Studio album by Mutemath
- Released: August 5, 2009
- Recorded: New Orleans, Louisiana
- Genre: Alternative rock, post-rock
- Length: 48:58
- Label: Teleprompt Records Warner Bros. Records Warner Music Japan Megaphon Germany
- Producer: Mutemath, Dennis Herring

Mutemath chronology
| Spotlight EP (2009) | Armistice (2009) | Armistice Live (2010) |

Singles from Armistice
- "Spotlight" Released: February 10, 2009; "The Nerve" Released: June 2009; "Backfire" Released: September 2009;

= Armistice (album) =

Armistice is the second full-length album by Mutemath, released in Japan on August 5, 2009 and in the US on August 18.

Professional ratings
Aggregate scores
| Source | Rating |
| Metacritic | 70/100 |
Review scores
| Source | Rating |
| Allmusic |  |
| Alternative Press |  |
| Paste | 4.6/10 |
| PopMatters |  |

==Recording==
During the recording of the album, short videos have been posted to the band's YouTube profile. These videos document the work going on in the studio, including street interviews where New Orleans locals are shown samples of the album (which cannot be heard in the video), recording their reactions. Any clips of actual music from the new album are presented in such a way that they only hint at what the album will eventually sound like.

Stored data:
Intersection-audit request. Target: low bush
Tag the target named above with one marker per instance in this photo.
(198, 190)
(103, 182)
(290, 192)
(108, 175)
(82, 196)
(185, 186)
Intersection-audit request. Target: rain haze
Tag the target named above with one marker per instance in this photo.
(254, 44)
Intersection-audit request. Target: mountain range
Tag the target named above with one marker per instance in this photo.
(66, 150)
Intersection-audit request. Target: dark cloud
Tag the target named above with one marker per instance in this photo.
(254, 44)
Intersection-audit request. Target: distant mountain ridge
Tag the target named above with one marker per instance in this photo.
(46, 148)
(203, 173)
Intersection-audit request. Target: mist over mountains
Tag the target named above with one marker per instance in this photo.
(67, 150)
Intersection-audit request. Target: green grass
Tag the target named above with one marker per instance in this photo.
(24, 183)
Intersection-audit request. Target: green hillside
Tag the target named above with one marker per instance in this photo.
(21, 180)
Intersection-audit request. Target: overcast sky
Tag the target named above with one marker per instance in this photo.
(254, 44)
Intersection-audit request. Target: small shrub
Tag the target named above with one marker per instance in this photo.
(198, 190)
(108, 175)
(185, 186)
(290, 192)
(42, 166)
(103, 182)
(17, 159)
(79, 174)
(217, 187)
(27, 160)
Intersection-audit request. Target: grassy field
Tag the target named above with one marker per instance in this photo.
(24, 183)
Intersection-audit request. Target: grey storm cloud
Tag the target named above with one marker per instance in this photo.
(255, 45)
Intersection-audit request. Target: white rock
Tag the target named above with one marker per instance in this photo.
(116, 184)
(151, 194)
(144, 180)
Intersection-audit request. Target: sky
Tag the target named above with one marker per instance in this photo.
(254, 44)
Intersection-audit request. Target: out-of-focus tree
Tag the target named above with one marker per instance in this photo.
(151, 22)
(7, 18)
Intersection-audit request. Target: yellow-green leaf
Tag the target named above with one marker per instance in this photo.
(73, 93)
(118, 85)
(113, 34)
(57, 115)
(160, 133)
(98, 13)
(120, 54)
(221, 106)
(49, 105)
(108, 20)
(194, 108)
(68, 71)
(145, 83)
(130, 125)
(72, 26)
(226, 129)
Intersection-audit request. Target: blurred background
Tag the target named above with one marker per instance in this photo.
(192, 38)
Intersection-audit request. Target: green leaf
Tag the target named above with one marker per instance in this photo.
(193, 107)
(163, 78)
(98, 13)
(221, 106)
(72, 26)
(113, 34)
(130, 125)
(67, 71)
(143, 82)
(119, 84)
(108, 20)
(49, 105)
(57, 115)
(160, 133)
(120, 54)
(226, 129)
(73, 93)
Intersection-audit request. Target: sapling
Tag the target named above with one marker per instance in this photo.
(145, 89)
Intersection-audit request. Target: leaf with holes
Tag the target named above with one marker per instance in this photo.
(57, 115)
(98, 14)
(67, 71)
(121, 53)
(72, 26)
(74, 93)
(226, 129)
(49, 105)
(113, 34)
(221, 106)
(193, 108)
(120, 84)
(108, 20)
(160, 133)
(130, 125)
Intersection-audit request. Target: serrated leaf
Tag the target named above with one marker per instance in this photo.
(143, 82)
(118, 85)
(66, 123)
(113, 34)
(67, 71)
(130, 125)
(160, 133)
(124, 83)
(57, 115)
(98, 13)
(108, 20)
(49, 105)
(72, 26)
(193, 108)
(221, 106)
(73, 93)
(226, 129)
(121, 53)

WRITTEN TASKS:
1 - From the album article, copy everything from "Mutemath chronology" down to "on August 18.".
2 - How many lines of the records contain the word "leaf"? Reply with the number only.

SOLUTIONS IN ORDER:
1 -
Mutemath chronology
| Spotlight EP (2009) | Armistice (2009) | Armistice Live (2010) |

Singles from Armistice
- "Spotlight" Released: February 10, 2009; "The Nerve" Released: June 2009; "Backfire" Released: September 2009;

= Armistice (album) =

Armistice is the second full-length album by Mutemath, released in Japan on August 5, 2009 and in the US on August 18.

2 - 4